Each line below from the one containing "Question. Point out each instance of the white hair" through the one containing "Question. Point out each instance of the white ribbon" is to be given again exactly, and no line outside that span.

§ **EXTRACTED DATA**:
* * * * * * * * *

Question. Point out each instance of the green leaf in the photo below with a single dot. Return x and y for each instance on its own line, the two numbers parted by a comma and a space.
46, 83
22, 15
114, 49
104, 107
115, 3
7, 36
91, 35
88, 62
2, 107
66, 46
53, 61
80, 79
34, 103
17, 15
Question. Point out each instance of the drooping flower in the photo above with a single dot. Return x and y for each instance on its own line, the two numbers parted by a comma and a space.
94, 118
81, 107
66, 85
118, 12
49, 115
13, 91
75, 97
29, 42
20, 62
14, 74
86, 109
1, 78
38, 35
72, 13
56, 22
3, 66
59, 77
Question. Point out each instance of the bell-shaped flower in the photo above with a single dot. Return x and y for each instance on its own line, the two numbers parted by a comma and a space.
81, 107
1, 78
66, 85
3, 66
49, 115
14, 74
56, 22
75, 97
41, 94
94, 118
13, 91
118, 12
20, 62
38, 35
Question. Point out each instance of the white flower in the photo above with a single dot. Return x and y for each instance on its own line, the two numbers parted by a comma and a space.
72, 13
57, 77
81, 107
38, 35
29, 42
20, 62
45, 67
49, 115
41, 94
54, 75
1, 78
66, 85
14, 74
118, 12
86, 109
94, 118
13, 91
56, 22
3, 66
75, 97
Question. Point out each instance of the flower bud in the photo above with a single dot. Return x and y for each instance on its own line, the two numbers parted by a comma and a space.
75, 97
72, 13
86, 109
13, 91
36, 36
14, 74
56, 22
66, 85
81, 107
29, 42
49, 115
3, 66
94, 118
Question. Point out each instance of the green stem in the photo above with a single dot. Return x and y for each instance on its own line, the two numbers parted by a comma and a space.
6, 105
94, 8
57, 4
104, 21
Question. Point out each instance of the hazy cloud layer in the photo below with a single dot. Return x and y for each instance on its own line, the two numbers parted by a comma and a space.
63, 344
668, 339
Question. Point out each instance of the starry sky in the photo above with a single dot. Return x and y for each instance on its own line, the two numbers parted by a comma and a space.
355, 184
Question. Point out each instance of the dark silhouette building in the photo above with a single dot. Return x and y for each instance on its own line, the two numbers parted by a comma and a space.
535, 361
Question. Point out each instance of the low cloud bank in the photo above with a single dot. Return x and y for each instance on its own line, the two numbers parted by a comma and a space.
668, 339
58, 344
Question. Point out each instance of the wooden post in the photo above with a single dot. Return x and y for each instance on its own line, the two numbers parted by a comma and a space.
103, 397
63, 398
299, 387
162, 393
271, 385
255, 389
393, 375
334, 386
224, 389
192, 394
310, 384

* * * * * * * * *

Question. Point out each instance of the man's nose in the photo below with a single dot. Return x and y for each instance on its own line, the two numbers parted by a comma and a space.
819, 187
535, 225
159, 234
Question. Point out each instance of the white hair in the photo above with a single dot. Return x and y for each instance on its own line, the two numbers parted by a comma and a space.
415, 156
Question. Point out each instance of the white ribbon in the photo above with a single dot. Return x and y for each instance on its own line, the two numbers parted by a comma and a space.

* * * * * * * * *

§ **RESULT OF THE EXERCISE**:
Question. Point out each instance of the white hair in the photo above with a single dot. Return x and y for each instance on its own line, the two numbers parted by a comma and a space.
415, 156
Question. Point out each instance of the white ribbon in the photo above with a single dot. Return x and y for each instance on its own line, the two numbers parted by a comma and a space.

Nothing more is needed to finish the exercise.